EXTRAIT SOURCE
L’État du Cameroun s’est officiellement invité au processus de cession des parts détenues par Société Générale dans sa filiale camerounaise. Dans une correspondance adressée le jeudi 16 janvier 2025 au Président du Conseil d’Administration de Société Générale Cameroun, le ministre des Finances Louis Paul Motaze a officialisé l’intention de son pays d’exercer son droit de préemption sur cette société détenue à 58,08 % par le groupe bancaire français.

« Conformément à l’article 10.2 des statuts de la Société, j’ai l’honneur de vous faire savoir que l’État du Cameroun, par l’intermédiaire du ministère des Finances que je représente, souhaite user de son droit de préemption », écrit Louis Paul Motaze. Le droit de préemption renvoie à un privilège statutaire que détient l’État et lui donne la priorité dans l’acquisition d’un actif lorsque son propriétaire manifeste la volonté de le vendre. Louis Paul Motaze met ainsi en application les instructions du président de la République Paul Biya, transmises quelques mois plus tôt par son secrétaire général. Dans la correspondance consultée par EcoMatin, Étoudi déplore l’opacité qui s’est emparée du processus de rachat de la deuxième plus grande banque du pays, ainsi que les manœuvres de communication de « grands groupes bancaires » visant à influencer la bonne tenue du processus.

LISTE
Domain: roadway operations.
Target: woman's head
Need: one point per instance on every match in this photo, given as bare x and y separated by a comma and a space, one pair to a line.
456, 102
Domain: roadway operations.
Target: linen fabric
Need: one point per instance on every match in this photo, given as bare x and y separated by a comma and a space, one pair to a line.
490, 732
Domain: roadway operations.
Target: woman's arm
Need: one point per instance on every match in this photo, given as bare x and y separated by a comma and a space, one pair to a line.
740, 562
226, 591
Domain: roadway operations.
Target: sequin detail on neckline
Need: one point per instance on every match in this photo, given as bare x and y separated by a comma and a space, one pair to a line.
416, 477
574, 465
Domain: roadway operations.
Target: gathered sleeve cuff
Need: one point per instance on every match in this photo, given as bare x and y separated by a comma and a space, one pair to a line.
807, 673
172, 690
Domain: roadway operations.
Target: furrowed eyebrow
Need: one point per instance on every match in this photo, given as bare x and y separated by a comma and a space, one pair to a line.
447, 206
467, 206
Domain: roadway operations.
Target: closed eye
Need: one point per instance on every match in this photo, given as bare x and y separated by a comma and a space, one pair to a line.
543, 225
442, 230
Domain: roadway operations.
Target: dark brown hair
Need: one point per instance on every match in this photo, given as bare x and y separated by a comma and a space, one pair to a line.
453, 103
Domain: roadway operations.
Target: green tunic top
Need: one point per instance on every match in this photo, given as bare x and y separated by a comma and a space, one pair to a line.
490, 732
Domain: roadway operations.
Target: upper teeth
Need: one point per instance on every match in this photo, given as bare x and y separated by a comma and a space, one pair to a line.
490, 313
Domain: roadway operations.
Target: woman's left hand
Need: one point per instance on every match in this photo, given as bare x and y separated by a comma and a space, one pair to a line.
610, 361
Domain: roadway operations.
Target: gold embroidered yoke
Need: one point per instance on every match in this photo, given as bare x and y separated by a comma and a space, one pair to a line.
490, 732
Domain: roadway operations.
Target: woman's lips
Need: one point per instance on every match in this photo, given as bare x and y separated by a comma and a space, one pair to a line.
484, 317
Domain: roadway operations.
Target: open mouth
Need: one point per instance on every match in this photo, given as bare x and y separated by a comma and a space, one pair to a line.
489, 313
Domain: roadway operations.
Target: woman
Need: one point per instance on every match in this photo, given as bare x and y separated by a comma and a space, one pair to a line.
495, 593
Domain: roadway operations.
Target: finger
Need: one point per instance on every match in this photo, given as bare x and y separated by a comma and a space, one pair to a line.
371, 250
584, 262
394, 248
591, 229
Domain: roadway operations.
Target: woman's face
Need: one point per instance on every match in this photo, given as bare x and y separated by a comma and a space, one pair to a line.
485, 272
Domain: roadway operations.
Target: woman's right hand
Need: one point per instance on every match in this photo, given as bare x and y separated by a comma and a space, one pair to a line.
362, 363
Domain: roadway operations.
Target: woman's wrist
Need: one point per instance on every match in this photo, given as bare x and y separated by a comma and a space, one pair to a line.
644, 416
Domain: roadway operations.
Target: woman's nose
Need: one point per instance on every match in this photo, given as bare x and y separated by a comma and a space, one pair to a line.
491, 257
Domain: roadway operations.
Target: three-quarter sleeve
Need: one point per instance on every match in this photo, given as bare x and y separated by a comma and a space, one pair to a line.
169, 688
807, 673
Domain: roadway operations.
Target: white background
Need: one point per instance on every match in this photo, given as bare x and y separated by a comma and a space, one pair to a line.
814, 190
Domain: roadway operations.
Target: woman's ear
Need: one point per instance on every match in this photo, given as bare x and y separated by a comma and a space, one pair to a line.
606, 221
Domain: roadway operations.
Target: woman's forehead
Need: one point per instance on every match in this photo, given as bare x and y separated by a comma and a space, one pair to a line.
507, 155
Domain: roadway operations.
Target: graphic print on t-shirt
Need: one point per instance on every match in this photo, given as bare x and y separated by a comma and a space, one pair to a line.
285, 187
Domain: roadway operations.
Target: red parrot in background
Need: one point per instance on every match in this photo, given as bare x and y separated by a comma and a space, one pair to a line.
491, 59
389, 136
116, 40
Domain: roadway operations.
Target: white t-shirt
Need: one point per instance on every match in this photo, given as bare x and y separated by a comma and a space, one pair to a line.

TRAVAIL À FAIRE
1. Répondez à ces questions sur l'extrait consacré à Société Générale Cameroun :
(a) À quelle date la correspondance du ministre des Finances a-t-elle été adressée ?
(b) Quelle part de la filiale camerounaise le groupe bancaire français détient-il ?
(c) Quel article des statuts le ministre invoque-t-il ?
2. Rassemblez toutes les lignes de la liste qui contiennent la chaîne « hand ».
L'extrait et les lignes n'ont aucun rapport entre eux.

CORRIGÉ
1.
(a) Le jeudi 16 janvier 2025.
(b) 58,08 %.
(c) L'article 10.2 des statuts de la Société.

2.
Target: woman's left hand
Target: woman's right hand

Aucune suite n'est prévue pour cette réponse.